SELECTION:
Modname: the name of each model of the candidate model set.
K: the number of estimated parameters for each model.
(Q)AIC(c): the information criterion requested for each model (AIC, AICc, QAIC, QAICc).
Delta_(Q)AIC(c): the appropriate delta AIC component depending on the information criteria selected.
ModelLik: the relative likelihood of the model given the data (exp(-0.5*delta[i])). This is not to be confused with the likelihood of the parameters given the data. The relative likelihood can then be normalized across all models to get the model probabilities.
(Q)AIC(c)Wt: the Akaike weights, also termed "model probabilities" sensu Burnham and Anderson (2002) and Anderson (2008). These measures indicate the level of support (i.e., weight of evidence) in favor of any given model being the most parsimonious among the candidate model set.
Cum.Wt: the cumulative Akaike weights. These are only meaningful if results in table are sorted in decreasing order of Akaike weights (i.e., sort = TRUE).
c.hat: if c.hat was specified as an argument, it is included in the table.
LL: if c.hat = 1 and parameters estimated by maximum likelihood, the log-likelihood of each model.

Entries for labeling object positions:
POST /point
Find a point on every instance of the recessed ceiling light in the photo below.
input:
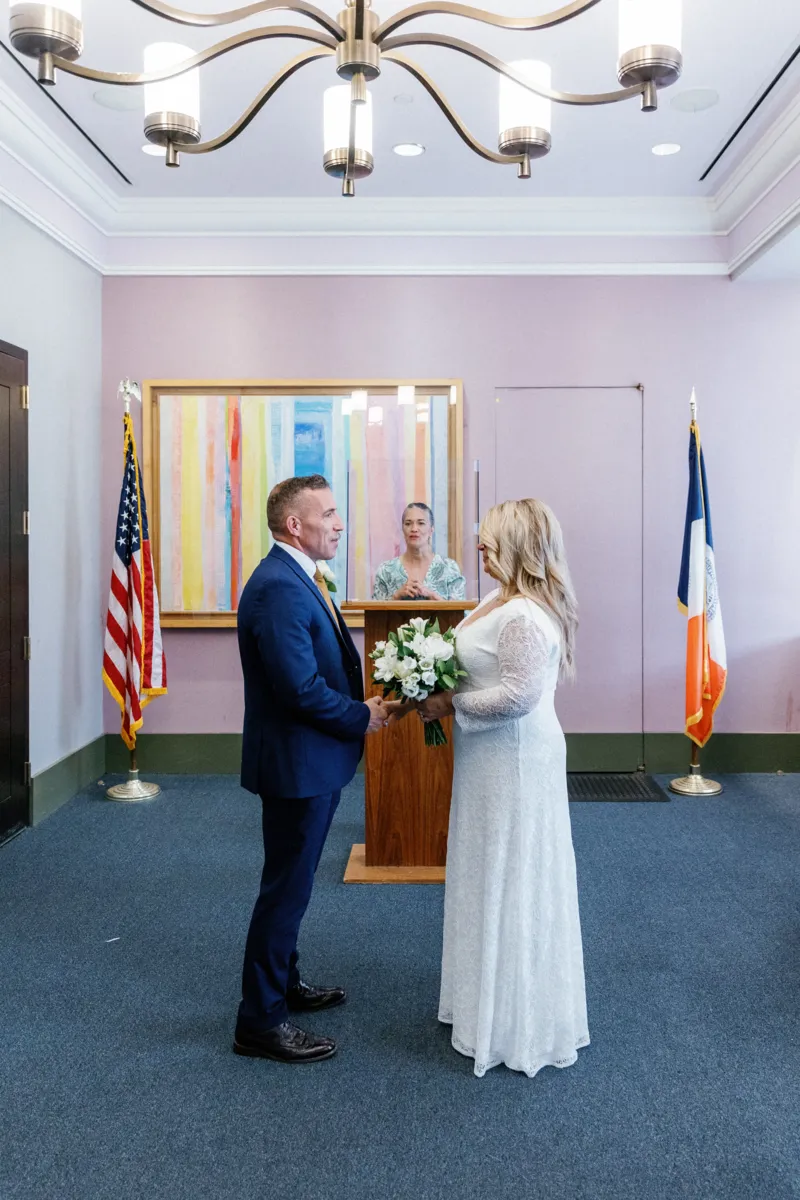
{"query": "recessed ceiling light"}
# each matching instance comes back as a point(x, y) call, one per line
point(695, 100)
point(121, 100)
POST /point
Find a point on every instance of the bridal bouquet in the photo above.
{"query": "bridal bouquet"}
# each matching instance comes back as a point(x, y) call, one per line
point(416, 661)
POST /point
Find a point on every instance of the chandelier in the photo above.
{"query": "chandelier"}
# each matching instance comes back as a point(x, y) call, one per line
point(649, 59)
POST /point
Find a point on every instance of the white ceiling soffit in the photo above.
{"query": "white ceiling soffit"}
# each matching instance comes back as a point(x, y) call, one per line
point(444, 213)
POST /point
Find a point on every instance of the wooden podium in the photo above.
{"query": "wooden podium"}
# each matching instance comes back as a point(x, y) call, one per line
point(408, 784)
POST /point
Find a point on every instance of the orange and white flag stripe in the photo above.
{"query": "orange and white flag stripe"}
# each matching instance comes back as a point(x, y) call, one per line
point(707, 666)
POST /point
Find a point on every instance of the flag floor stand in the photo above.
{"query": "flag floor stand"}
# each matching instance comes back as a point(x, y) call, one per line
point(133, 789)
point(695, 784)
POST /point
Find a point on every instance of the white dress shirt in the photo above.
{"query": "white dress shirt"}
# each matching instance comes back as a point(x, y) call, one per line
point(308, 564)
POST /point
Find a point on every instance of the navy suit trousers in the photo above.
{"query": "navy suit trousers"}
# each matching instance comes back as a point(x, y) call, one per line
point(294, 835)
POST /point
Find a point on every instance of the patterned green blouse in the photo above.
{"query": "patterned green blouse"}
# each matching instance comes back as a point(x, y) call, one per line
point(444, 577)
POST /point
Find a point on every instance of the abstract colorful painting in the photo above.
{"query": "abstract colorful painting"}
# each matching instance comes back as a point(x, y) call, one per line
point(216, 457)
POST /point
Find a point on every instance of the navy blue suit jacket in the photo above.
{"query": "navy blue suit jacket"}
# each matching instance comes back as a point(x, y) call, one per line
point(305, 718)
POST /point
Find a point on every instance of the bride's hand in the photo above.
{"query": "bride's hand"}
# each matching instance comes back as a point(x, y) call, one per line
point(435, 707)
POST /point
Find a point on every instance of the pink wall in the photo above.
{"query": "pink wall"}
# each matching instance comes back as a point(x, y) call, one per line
point(738, 343)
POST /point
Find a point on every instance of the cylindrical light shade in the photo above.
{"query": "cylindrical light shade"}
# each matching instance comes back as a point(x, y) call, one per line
point(180, 95)
point(649, 23)
point(336, 120)
point(71, 6)
point(521, 108)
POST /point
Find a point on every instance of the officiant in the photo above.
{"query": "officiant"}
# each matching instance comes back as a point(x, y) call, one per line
point(419, 574)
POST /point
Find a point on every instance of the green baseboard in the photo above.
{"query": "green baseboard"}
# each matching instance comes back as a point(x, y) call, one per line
point(176, 754)
point(726, 753)
point(220, 754)
point(53, 787)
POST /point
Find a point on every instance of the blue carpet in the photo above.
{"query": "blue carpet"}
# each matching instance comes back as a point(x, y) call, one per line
point(121, 936)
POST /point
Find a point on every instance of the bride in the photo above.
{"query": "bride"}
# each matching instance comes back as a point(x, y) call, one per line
point(512, 983)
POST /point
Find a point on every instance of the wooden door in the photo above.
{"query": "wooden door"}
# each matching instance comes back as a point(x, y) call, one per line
point(14, 768)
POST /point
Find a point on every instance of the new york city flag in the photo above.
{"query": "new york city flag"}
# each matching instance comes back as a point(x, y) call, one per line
point(698, 598)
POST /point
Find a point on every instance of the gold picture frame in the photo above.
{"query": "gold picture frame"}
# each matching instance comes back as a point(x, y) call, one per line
point(154, 389)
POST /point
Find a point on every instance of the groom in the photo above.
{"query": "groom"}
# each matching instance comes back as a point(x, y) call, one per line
point(305, 720)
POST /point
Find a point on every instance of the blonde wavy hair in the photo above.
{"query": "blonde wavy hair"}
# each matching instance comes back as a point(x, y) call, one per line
point(524, 550)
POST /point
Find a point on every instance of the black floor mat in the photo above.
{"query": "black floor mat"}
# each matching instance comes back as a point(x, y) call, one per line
point(606, 786)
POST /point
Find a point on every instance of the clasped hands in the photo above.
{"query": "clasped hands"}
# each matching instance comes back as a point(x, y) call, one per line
point(434, 708)
point(389, 712)
point(415, 592)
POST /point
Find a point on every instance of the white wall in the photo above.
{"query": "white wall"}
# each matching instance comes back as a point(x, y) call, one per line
point(50, 306)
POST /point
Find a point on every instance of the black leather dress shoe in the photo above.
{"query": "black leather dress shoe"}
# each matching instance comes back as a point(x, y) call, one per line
point(283, 1043)
point(306, 999)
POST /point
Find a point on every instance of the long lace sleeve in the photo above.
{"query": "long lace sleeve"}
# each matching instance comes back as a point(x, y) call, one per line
point(522, 659)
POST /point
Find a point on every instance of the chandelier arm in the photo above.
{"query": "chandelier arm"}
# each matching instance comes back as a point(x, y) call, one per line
point(197, 60)
point(455, 120)
point(437, 7)
point(251, 113)
point(489, 60)
point(181, 17)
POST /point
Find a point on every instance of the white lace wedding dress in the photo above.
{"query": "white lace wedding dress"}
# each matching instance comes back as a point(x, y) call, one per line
point(512, 983)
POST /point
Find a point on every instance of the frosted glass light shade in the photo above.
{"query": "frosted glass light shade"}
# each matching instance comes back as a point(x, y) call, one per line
point(180, 95)
point(522, 108)
point(649, 23)
point(336, 120)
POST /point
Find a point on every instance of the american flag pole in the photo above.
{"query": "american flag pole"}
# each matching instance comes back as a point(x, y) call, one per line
point(133, 789)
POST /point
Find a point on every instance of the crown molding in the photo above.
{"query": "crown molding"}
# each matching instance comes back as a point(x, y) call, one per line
point(414, 216)
point(759, 171)
point(49, 184)
point(455, 269)
point(30, 141)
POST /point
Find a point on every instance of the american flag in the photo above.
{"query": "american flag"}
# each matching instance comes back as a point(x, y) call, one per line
point(134, 667)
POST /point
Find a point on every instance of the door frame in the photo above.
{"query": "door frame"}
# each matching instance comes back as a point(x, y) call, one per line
point(19, 583)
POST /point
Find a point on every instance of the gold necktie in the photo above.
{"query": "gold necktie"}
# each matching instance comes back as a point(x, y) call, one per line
point(319, 580)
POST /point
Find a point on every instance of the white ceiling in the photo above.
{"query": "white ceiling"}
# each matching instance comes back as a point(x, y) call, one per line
point(733, 46)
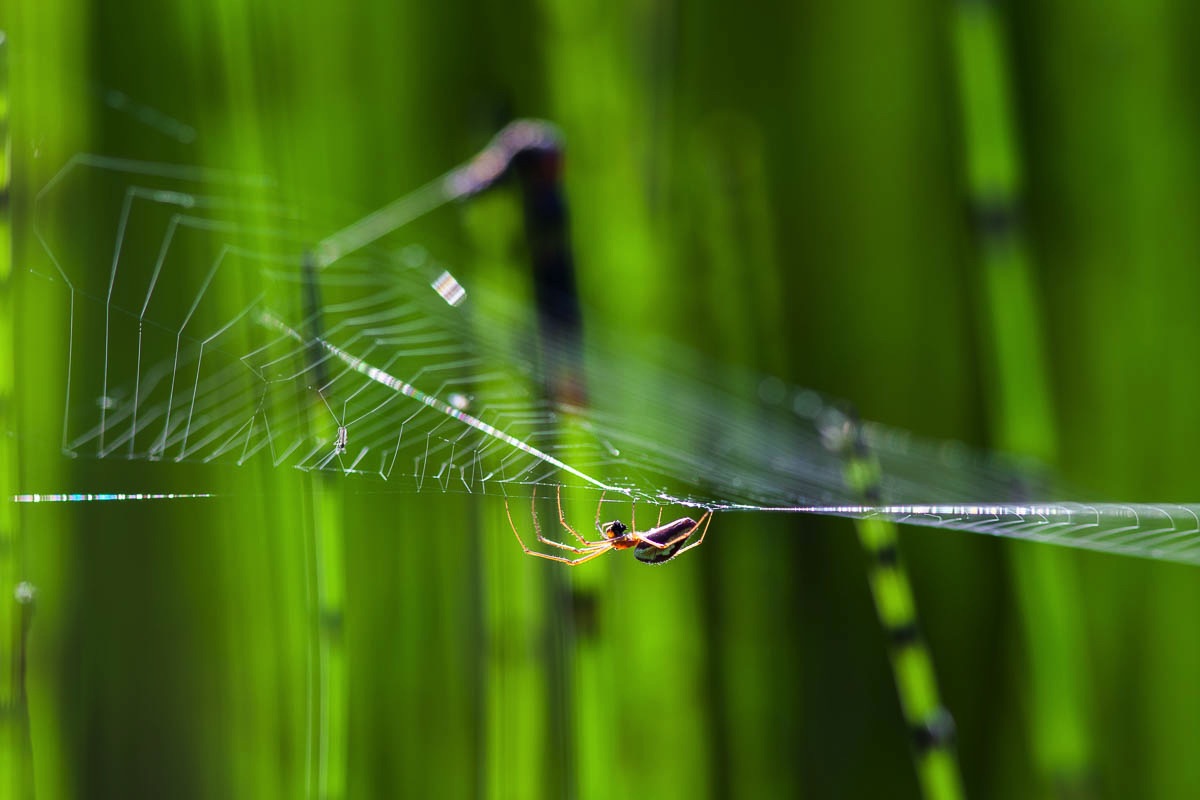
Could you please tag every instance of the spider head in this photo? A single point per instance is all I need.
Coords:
(615, 529)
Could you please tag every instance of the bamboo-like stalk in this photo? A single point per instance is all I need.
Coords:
(930, 725)
(1047, 584)
(16, 594)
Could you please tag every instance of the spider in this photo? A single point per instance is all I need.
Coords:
(658, 545)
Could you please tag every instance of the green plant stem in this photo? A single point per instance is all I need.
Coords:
(912, 665)
(1045, 581)
(16, 773)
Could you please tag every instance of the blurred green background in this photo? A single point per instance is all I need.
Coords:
(828, 192)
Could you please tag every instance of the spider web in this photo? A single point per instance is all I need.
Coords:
(197, 336)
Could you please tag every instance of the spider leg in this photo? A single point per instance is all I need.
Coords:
(562, 519)
(588, 554)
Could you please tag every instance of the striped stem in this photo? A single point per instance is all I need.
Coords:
(16, 595)
(1045, 581)
(930, 725)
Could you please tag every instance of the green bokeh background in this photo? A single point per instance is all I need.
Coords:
(784, 187)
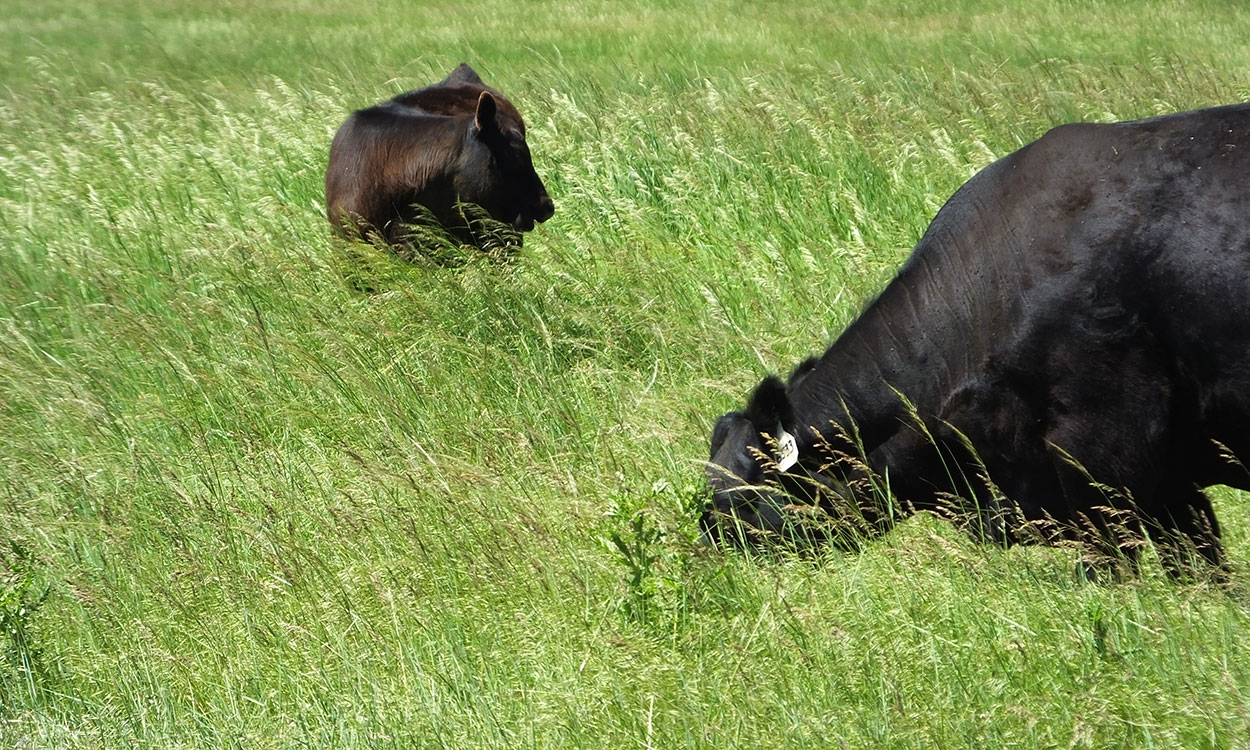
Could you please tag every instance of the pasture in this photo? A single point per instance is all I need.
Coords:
(260, 488)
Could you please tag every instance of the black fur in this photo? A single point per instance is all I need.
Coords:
(1065, 355)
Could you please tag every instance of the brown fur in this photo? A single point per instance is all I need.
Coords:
(428, 150)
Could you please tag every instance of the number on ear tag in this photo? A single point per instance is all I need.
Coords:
(788, 450)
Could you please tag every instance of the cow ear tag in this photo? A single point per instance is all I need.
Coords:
(788, 450)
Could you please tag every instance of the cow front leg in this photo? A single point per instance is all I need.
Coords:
(1188, 535)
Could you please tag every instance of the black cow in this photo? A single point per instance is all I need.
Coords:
(1065, 355)
(430, 150)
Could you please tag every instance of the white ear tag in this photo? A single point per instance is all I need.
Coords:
(788, 450)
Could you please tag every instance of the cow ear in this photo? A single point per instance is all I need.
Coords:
(769, 406)
(486, 109)
(463, 74)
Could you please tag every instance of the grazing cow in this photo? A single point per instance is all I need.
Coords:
(1065, 355)
(428, 151)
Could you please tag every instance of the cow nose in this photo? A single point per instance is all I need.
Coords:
(544, 209)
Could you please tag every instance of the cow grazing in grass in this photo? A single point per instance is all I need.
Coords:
(429, 153)
(1065, 355)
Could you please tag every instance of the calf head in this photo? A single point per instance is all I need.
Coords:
(495, 170)
(756, 485)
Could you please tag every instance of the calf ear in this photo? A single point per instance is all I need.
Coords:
(770, 406)
(486, 109)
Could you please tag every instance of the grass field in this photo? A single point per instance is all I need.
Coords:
(260, 488)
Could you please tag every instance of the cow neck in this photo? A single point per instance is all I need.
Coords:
(900, 344)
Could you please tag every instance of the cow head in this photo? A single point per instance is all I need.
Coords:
(768, 486)
(496, 171)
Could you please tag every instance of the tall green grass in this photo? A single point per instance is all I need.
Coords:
(260, 488)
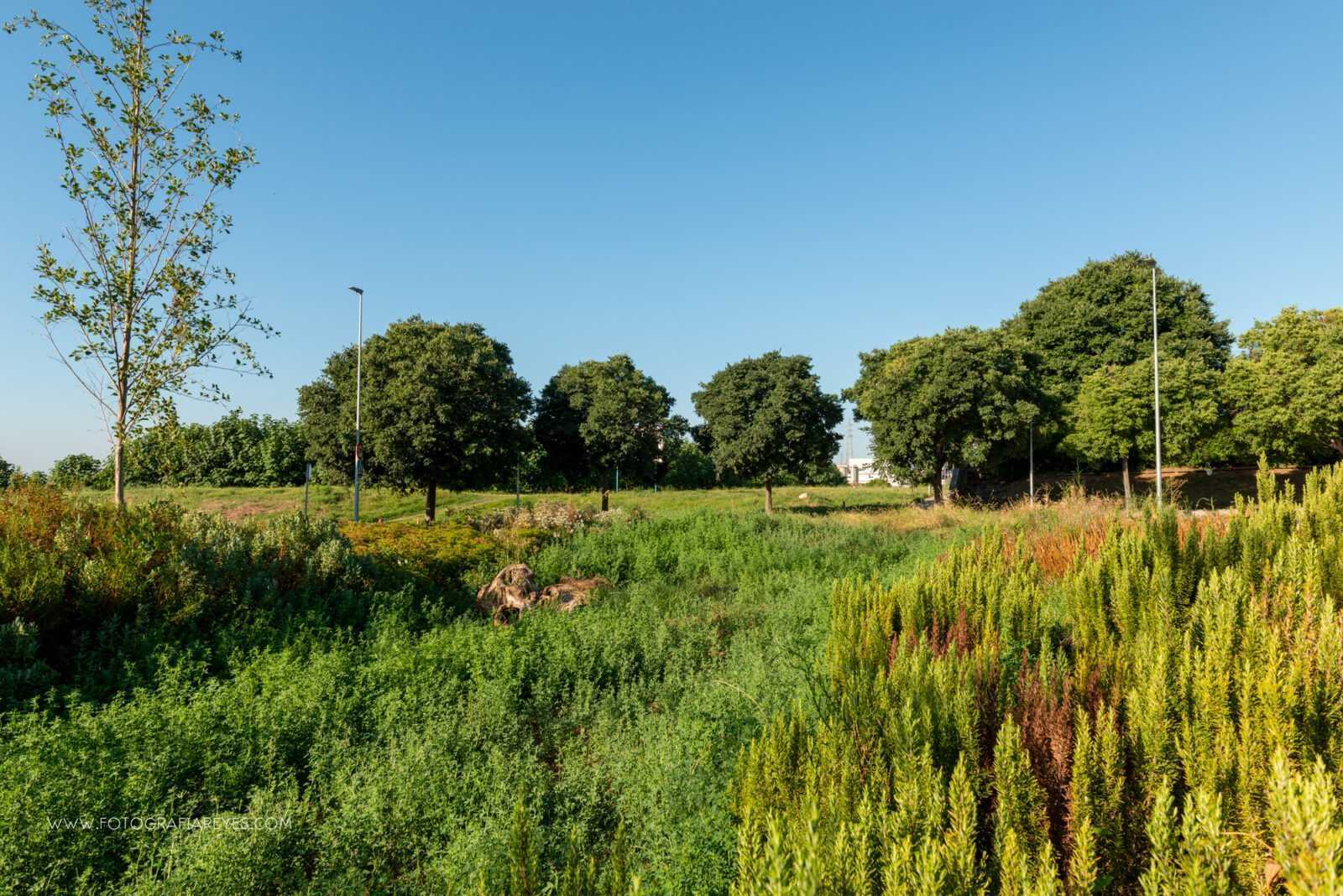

WHAT YOU WILL DO:
A. Transcribe the portion of the column descriptions starting at "K: the number" and ending at "information criteria selected.".
B. According to the column descriptions, under what condition are the cumulative Akaike weights meaningful?
Rely only on the column descriptions when responding.

RESULTS IN ORDER:
A.
K: the number of estimated parameters for each model.
(Q)AIC(c): the information criterion requested for each model (AIC, AICc, QAIC, QAICc).
Delta_(Q)AIC(c): the appropriate delta AIC component depending on the information criteria selected.

B. They are meaningful only if the table results are sorted in decreasing order of Akaike weights (sort = TRUE).